Written task – Update the listing from its first line through the line containing "264,98,269,159" by replacing "striped pole" with "lamp post" and leaving all else unchanged. Return only those lines.

(Rows from a dataset)
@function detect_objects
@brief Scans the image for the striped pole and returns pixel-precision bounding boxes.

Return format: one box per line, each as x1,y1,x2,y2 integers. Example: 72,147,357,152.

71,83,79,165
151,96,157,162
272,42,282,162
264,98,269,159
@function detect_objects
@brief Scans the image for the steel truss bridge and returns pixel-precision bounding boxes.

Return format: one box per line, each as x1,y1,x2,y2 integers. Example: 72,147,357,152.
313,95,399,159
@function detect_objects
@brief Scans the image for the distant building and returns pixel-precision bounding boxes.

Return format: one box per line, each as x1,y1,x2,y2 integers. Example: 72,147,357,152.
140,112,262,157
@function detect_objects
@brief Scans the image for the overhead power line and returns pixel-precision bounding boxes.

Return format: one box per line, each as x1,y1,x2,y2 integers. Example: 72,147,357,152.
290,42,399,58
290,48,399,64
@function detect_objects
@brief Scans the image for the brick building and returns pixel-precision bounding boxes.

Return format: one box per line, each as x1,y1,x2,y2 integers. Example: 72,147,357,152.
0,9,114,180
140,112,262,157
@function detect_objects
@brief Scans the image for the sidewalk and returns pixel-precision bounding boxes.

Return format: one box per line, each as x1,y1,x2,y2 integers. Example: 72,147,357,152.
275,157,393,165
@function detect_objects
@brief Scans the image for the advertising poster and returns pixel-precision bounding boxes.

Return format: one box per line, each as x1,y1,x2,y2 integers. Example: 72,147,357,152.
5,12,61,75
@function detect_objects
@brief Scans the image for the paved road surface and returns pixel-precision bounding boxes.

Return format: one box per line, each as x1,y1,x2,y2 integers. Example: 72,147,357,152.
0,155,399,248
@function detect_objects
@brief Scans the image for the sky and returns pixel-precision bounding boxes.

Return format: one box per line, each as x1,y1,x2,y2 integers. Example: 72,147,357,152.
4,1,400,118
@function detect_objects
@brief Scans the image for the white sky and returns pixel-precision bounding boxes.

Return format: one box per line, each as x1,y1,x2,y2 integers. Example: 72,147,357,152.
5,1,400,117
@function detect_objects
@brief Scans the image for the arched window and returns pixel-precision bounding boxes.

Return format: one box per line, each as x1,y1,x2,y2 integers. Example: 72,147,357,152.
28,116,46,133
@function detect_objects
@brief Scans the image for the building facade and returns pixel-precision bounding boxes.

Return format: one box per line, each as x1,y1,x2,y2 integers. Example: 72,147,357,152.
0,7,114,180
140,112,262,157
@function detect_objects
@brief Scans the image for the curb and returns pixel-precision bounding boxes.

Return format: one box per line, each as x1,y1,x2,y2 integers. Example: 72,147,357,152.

Output of the task –
@function detect_objects
@brief Scans the image for the lamp post and returns pixel-precision bounding boxes.

Return format: one box per line, each as x1,y1,x2,y2 integers. Example: 72,147,357,152.

71,83,79,165
151,96,157,162
272,42,282,162
264,98,269,159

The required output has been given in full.